When you answer, give every record back exactly as written.

The input:
== Segment start ==
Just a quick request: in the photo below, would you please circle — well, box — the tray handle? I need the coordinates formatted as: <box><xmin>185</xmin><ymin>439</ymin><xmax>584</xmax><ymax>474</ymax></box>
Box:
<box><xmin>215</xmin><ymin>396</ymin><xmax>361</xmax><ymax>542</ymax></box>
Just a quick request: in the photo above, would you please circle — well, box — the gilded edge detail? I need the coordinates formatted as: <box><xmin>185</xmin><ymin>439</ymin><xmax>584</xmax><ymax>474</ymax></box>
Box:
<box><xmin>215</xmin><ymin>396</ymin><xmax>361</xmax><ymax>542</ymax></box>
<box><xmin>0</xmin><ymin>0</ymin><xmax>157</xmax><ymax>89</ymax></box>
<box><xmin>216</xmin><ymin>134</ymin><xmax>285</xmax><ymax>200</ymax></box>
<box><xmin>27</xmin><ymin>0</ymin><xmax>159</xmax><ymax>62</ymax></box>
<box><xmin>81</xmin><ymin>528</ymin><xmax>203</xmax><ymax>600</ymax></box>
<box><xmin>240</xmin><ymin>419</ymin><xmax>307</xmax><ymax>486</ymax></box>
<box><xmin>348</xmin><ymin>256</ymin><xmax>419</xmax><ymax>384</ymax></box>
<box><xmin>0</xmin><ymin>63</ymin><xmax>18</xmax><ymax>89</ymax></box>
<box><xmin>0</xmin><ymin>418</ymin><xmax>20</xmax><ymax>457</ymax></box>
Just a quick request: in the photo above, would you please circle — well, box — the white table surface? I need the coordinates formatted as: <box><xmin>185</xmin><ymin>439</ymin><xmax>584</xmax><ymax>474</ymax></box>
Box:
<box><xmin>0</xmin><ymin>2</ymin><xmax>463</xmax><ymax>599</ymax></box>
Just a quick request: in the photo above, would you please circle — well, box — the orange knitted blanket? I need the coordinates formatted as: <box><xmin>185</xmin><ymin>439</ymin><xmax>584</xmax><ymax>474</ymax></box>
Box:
== Segment end ==
Exercise response:
Just a quick request: in the photo below, would you please circle — well, box — the tray handle? I need the coordinates formatted as: <box><xmin>185</xmin><ymin>439</ymin><xmax>584</xmax><ymax>474</ymax></box>
Box:
<box><xmin>215</xmin><ymin>396</ymin><xmax>361</xmax><ymax>542</ymax></box>
Just a quick request: in the photo above, would you please circle — well, box — the gilded edge detail? I need the coordinates formatted as: <box><xmin>185</xmin><ymin>439</ymin><xmax>584</xmax><ymax>474</ymax></box>
Box:
<box><xmin>215</xmin><ymin>396</ymin><xmax>361</xmax><ymax>542</ymax></box>
<box><xmin>0</xmin><ymin>0</ymin><xmax>157</xmax><ymax>89</ymax></box>
<box><xmin>216</xmin><ymin>134</ymin><xmax>285</xmax><ymax>200</ymax></box>
<box><xmin>27</xmin><ymin>0</ymin><xmax>159</xmax><ymax>62</ymax></box>
<box><xmin>81</xmin><ymin>528</ymin><xmax>203</xmax><ymax>600</ymax></box>
<box><xmin>240</xmin><ymin>419</ymin><xmax>307</xmax><ymax>486</ymax></box>
<box><xmin>348</xmin><ymin>256</ymin><xmax>419</xmax><ymax>384</ymax></box>
<box><xmin>0</xmin><ymin>63</ymin><xmax>18</xmax><ymax>89</ymax></box>
<box><xmin>0</xmin><ymin>418</ymin><xmax>20</xmax><ymax>457</ymax></box>
Just a quick request: in the photo above, would you please circle — well, box — the white table surface? I need the coordinates formatted as: <box><xmin>185</xmin><ymin>439</ymin><xmax>584</xmax><ymax>474</ymax></box>
Box:
<box><xmin>0</xmin><ymin>2</ymin><xmax>463</xmax><ymax>599</ymax></box>
Just a quick request: in the photo above, would you please circle — well, box — the orange knitted blanket? I need the coordinates formatted as: <box><xmin>185</xmin><ymin>439</ymin><xmax>584</xmax><ymax>474</ymax></box>
Box:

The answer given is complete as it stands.